3. Representations, Warranties and Covenants of Holders. Each Holder hereby makes the following representations and warranties to the Company, and covenants for the benefit of the Company.
(a) Due Organization and Authorization; Binding Agreement. If Holder is an entity, such Holder is duly organized, validly existing and in good standing under the laws of the jurisdiction of its organization. Holder has full right, power and authority to execute and deliver this Agreement and to consummate the transactions contemplated hereby. This Agreement has been duly and validly authorized, executed and delivered by Holder and (assuming due authorization, execution and delivery by the Company) constitutes the valid and binding obligation of Holder enforceable against Holder in accordance with its terms, subject to the effects of bankruptcy, insolvency, fraudulent conveyance, reorganization, moratorium and other similar laws relating to or affecting creditors’ rights generally, and general equitable principles (whether considered in a proceeding in equity or at law).
(b) No Conflicts. The execution, delivery and performance of this Agreement by the Holder and the consummation by the Holder of the transactions contemplated hereby do not and will not: (i) conflict with, or constitute a default (or an event which with notice or lapse of time or both would become a default) under, or give to others any rights of termination, amendment, acceleration or cancellation of, any agreement, mortgage, deed of trust, indenture, note, bond, license, lease agreement, instrument or obligation to which the Holder is a party or by which the Holder’s properties or assets are bound; or (ii) result in a violation of any federal, state, local or foreign statute, rule, regulation, order, judgment or decree (including federal and state securities laws and regulations) applicable to the Holder or by which any property or asset of the Holder are bound or affected, except, in each case, for such conflicts, defaults, terminations, amendments, acceleration, cancellations and violations as would not, individually or in the aggregate, materially and adversely affect the Holder’s ability to perform its obligations under this Agreement. No consent, approval, authorization or order of any person, entity, court, administrative agency or governmental authority is required for the execution, delivery or performance of this Agreement by the Holder.
(c) Holder Status. At the time such Holder was offered the New Note, it was, and as of the date hereof it is either: (i) an “accredited investor” as defined in Rule 501(a) under the Securities Act; or (ii) a “qualified institutional buyer” as defined in Rule 144A(a) under the Securities Act. Each Holder is not required to be registered as a broker-dealer under Section 15 of the Exchange Act. Each Holder has sufficient knowledge and experience in financial matters as to be capable of evaluating the risks and merits of the transaction contemplated hereby. Each Holder is able to bear the economic risk of its investment in the New Notes for an indefinite period of time, is able to afford a complete loss of such investment, and acknowledges that no public market exists for the New Notes and that there is no assurance that a public market will ever develop for such securities. The New Notes have not been registered under the Securities Act and, therefore, cannot be sold unless subsequently registered under the Securities Act or an exemption from such registration is available.

Given information:
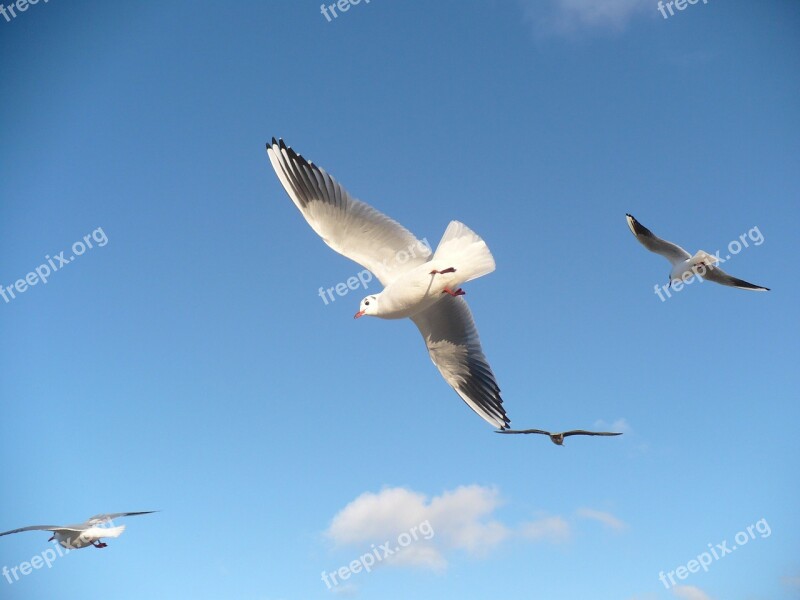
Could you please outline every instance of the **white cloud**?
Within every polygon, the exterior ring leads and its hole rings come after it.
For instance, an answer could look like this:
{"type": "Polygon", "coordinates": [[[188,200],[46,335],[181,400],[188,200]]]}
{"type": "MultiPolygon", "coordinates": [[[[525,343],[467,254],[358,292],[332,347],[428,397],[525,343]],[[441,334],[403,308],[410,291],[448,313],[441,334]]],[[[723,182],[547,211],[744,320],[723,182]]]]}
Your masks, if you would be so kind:
{"type": "Polygon", "coordinates": [[[602,510],[595,510],[593,508],[579,508],[575,514],[584,519],[599,521],[603,525],[606,525],[615,531],[622,531],[628,527],[624,522],[611,513],[603,512],[602,510]]]}
{"type": "Polygon", "coordinates": [[[563,517],[544,517],[537,521],[523,523],[520,533],[530,540],[566,542],[572,537],[569,523],[563,517]]]}
{"type": "Polygon", "coordinates": [[[683,600],[711,600],[711,596],[693,585],[676,585],[672,588],[672,595],[683,600]]]}
{"type": "Polygon", "coordinates": [[[389,541],[396,546],[398,535],[419,530],[427,522],[433,531],[430,539],[420,534],[386,562],[442,569],[447,565],[443,554],[447,549],[482,555],[508,537],[508,528],[491,519],[499,505],[497,490],[479,485],[461,486],[430,501],[405,488],[386,488],[350,502],[326,533],[338,545],[366,547],[389,541]]]}
{"type": "Polygon", "coordinates": [[[621,31],[653,0],[520,0],[526,18],[539,33],[574,34],[586,29],[621,31]]]}
{"type": "MultiPolygon", "coordinates": [[[[333,517],[325,535],[336,546],[353,548],[357,553],[354,559],[388,542],[397,551],[382,556],[379,564],[433,570],[447,567],[448,553],[461,551],[482,557],[512,535],[547,543],[564,543],[572,537],[573,523],[558,515],[507,526],[495,517],[501,504],[496,488],[480,485],[460,486],[431,498],[403,487],[385,488],[377,493],[365,492],[348,503],[333,517]],[[411,533],[414,537],[414,530],[415,539],[398,548],[398,536],[411,533]]],[[[576,516],[600,521],[615,530],[626,527],[614,515],[591,508],[579,509],[576,516]]]]}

Exercise: Please write the next part of the agreement section on holders' representations, warranties and covenants, picking up right after its final sentence.

Answer to the task:
(d) Information. Each Holder has reviewed, or has had the opportunity to review, with the assistance of professional and legal advisors of its choosing, all information (including all documents filed or furnished to the Commission by the Company) relating to the business, finances and operations of the Company and materials relating to the exchange transaction which have been requested by such Holder. Such Holder has been afforded the opportunity to ask questions of the Company and has had sufficient access to the Company necessary for such Holder to decide to exchange its Original Notes for the New Notes in accordance with this Agreement. Such Holder acknowledges that all of the documents filed by the Company with the Commission under Sections 13(a), 14(a) or 15(d) of the Exchange Act, that have been posted on the EDGAR site maintained by the Commission are available to such Holder, and such Holder has not relied on any statement of the Company not contained in such documents in connection with such Holder’s decision to enter into this Agreement or any other Transaction Document and to consummate the transactions contemplated hereby.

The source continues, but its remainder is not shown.